*Exercise objective:* Look through the material below and report every line that includes "stone".

*Provided information:*

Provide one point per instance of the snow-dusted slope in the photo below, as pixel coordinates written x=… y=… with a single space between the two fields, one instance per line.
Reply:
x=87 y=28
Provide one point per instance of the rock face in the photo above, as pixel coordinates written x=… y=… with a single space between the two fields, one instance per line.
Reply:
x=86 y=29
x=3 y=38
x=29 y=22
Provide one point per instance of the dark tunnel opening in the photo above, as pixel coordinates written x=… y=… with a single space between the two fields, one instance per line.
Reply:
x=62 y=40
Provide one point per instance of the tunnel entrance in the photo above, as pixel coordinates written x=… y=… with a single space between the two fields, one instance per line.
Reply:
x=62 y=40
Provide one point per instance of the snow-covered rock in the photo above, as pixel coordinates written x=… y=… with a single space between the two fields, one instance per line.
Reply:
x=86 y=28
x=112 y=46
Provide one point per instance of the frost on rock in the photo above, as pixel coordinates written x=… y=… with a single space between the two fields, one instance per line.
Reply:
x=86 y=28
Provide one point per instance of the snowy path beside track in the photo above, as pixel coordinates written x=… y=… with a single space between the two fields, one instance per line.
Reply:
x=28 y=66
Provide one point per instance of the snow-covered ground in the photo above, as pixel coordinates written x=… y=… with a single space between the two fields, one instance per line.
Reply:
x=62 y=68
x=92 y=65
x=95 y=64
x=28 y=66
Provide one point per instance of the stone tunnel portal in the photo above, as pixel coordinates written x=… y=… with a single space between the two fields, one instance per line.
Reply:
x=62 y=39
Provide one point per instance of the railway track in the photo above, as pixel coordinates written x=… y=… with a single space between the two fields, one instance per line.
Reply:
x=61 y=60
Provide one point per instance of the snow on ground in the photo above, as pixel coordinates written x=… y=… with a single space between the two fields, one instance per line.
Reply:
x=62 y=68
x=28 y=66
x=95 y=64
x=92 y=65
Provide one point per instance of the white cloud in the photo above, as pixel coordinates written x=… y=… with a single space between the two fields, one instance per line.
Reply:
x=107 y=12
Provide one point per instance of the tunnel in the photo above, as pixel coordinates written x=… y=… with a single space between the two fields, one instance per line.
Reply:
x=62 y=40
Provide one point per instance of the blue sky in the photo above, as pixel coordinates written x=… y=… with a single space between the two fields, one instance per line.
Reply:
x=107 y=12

...

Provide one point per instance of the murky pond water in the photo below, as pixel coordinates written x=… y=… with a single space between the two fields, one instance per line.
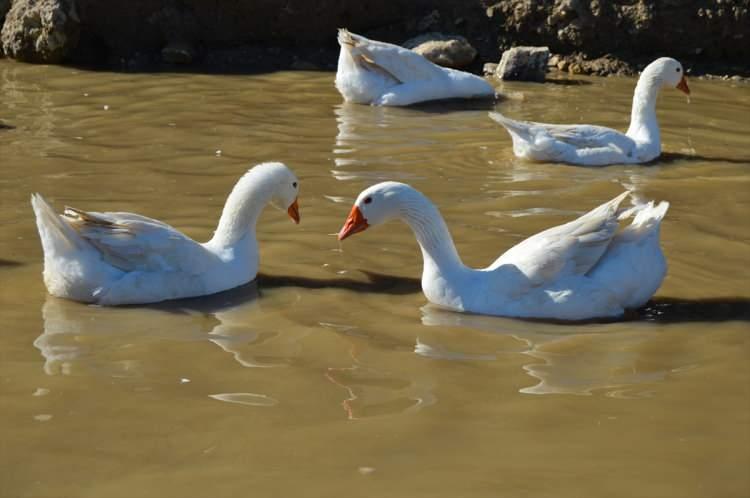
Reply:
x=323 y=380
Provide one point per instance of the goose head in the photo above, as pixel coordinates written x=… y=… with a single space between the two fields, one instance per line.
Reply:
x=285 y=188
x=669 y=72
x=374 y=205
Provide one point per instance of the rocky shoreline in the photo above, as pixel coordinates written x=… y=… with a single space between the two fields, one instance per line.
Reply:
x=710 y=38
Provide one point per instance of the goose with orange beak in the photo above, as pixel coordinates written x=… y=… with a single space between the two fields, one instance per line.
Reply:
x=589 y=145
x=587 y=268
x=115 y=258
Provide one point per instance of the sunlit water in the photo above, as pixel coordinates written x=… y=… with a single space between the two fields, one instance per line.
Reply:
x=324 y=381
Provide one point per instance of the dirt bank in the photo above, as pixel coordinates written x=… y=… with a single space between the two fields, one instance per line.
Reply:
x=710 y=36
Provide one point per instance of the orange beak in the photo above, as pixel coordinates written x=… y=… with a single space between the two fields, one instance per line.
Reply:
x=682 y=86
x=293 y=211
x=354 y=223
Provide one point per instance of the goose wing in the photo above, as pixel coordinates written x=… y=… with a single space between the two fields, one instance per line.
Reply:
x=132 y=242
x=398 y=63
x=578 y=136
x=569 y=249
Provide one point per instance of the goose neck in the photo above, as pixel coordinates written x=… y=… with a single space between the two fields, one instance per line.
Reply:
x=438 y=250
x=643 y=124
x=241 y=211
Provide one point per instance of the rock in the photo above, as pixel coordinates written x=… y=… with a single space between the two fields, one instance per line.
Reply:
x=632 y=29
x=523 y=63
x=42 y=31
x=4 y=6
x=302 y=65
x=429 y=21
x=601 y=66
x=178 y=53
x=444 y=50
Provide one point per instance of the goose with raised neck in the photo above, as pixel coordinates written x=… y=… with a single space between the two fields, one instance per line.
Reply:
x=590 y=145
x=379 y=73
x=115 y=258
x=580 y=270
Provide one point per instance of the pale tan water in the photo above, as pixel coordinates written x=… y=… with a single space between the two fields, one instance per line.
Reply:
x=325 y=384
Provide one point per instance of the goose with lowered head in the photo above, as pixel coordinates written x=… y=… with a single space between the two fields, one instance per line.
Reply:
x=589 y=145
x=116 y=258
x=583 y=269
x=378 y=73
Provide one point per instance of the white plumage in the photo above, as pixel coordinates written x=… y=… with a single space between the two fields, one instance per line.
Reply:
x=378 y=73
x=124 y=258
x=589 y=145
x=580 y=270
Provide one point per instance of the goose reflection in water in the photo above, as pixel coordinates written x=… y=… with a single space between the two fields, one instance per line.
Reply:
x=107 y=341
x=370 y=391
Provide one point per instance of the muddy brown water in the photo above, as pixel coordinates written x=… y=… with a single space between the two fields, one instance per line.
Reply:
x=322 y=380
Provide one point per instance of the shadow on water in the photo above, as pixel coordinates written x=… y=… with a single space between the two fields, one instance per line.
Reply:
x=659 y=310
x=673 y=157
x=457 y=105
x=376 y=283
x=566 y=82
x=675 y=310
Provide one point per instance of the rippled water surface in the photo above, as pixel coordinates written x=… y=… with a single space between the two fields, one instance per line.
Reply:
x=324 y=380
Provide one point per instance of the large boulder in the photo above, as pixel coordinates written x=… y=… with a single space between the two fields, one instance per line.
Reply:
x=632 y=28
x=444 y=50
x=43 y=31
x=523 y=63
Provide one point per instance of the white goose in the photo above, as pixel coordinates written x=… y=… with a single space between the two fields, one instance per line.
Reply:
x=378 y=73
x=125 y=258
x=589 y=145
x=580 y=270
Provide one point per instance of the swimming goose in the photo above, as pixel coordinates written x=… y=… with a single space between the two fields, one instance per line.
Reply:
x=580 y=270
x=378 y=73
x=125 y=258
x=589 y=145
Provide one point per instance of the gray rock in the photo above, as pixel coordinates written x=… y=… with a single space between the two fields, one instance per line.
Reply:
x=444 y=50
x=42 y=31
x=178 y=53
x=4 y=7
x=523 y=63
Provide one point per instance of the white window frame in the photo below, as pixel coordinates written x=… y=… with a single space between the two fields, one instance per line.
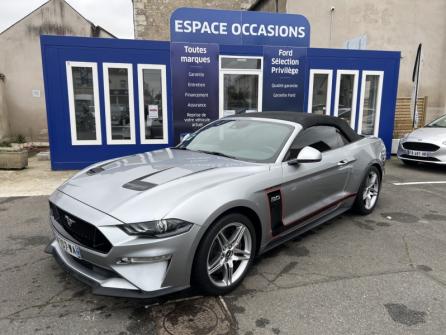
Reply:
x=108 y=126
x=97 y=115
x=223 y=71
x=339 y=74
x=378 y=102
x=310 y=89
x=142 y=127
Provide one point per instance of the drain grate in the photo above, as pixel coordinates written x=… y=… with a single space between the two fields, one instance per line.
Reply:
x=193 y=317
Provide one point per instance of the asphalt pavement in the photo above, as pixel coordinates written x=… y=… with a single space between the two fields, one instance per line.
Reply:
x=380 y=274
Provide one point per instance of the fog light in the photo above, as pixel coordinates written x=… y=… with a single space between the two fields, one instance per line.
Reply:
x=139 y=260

--

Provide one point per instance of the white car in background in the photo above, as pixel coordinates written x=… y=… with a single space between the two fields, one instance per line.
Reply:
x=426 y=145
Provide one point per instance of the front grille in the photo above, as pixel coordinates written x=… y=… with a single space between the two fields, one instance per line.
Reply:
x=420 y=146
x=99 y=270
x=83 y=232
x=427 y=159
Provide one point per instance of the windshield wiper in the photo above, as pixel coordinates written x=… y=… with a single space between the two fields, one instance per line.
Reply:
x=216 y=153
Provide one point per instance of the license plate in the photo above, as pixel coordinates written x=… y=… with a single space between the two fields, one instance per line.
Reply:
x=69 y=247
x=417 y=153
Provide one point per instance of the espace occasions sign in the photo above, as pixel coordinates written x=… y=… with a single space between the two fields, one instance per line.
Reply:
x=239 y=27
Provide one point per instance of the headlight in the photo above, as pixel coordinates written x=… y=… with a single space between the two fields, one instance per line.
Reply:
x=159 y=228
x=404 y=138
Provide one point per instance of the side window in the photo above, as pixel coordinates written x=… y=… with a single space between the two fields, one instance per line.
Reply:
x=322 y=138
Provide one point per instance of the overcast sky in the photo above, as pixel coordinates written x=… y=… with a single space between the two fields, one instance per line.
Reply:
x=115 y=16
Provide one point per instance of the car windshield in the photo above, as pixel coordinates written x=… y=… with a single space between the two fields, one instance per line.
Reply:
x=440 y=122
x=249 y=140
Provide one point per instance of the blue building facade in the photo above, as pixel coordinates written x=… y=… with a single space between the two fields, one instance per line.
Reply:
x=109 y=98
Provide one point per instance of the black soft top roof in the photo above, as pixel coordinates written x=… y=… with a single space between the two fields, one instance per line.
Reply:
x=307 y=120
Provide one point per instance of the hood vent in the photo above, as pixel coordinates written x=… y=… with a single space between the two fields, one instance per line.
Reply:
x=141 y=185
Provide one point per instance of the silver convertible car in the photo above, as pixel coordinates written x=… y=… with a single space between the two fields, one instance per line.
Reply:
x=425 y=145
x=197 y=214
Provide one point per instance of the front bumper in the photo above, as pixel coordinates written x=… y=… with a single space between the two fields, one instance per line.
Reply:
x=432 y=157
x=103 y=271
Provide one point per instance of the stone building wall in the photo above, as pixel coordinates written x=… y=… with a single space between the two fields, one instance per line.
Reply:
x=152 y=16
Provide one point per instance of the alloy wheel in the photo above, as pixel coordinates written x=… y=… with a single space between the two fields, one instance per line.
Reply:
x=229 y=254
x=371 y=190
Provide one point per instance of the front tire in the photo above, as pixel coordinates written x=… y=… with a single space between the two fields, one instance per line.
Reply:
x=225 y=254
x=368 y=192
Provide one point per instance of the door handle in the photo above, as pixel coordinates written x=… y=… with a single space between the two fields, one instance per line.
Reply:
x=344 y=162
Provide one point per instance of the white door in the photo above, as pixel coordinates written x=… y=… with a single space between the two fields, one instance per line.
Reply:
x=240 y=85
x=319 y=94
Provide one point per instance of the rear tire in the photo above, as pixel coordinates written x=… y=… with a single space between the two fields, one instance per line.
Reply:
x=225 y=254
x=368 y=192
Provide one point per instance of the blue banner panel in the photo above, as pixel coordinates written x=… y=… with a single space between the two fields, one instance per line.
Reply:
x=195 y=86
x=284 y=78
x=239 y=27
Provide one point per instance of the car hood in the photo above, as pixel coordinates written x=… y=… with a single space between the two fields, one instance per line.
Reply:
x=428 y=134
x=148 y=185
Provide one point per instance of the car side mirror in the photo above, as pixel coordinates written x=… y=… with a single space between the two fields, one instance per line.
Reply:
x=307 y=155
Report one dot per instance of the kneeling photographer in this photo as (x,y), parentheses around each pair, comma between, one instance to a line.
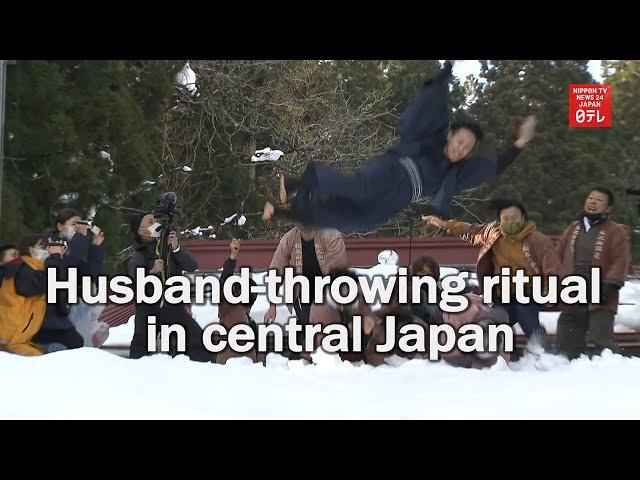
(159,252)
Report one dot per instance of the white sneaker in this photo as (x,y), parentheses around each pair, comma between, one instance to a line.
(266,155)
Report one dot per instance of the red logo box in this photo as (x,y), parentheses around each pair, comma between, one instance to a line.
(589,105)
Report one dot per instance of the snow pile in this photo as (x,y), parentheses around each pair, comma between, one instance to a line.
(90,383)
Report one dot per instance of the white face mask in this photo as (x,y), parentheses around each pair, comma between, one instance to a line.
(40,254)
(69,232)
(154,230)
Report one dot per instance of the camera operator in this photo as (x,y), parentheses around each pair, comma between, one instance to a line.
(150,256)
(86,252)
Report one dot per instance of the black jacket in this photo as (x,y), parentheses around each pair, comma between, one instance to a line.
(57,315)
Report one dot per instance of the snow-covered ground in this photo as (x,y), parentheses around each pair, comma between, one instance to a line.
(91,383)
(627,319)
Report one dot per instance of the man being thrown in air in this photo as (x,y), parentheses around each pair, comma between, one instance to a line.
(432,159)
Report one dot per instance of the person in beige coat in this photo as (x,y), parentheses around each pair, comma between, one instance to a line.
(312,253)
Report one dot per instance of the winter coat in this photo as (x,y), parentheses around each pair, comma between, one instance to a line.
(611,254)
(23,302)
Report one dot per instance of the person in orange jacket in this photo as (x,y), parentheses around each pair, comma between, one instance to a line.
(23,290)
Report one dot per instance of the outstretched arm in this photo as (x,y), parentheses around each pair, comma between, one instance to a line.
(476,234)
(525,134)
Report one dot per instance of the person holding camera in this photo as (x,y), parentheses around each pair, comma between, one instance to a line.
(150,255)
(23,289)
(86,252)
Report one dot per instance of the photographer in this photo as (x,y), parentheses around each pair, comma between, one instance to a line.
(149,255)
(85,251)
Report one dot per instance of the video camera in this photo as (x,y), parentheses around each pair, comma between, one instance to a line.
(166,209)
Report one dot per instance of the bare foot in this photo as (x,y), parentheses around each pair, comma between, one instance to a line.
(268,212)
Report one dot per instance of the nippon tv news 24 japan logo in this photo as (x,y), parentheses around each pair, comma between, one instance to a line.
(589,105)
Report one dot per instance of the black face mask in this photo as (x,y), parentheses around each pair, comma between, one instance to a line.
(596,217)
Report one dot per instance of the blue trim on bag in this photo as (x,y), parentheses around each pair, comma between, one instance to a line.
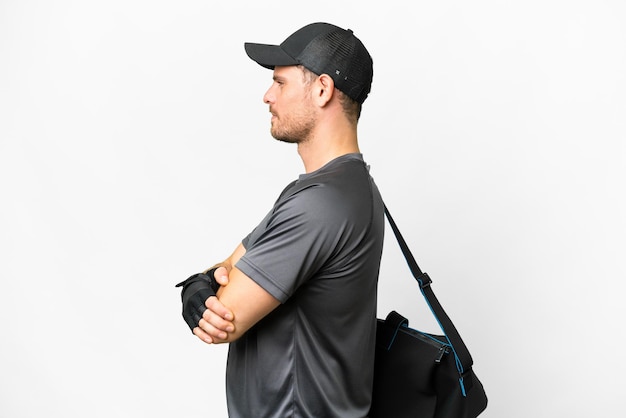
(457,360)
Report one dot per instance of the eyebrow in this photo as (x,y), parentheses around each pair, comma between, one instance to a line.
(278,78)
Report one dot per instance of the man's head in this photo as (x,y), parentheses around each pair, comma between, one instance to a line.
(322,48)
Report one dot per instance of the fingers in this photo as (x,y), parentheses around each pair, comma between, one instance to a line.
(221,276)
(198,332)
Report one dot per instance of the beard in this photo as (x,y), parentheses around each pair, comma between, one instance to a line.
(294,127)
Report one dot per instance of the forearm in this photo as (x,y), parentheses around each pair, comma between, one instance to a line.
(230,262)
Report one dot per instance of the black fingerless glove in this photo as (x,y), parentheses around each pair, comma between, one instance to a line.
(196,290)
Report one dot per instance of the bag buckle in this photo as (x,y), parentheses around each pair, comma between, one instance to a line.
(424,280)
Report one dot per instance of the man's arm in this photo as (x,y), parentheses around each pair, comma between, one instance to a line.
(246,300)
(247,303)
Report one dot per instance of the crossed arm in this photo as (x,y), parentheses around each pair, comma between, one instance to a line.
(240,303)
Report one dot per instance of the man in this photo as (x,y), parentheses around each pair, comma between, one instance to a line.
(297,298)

*Result for this exercise:*
Provide one point per instance of the stone tunnel portal in the photo above, as pixel coordinates written x=… y=… with a single space between the two fields, one instance per line.
Provide one point per instance of the stone building wall in the photo above, as pixel coordinates written x=… y=… with a single space between the two fields, one instance per line.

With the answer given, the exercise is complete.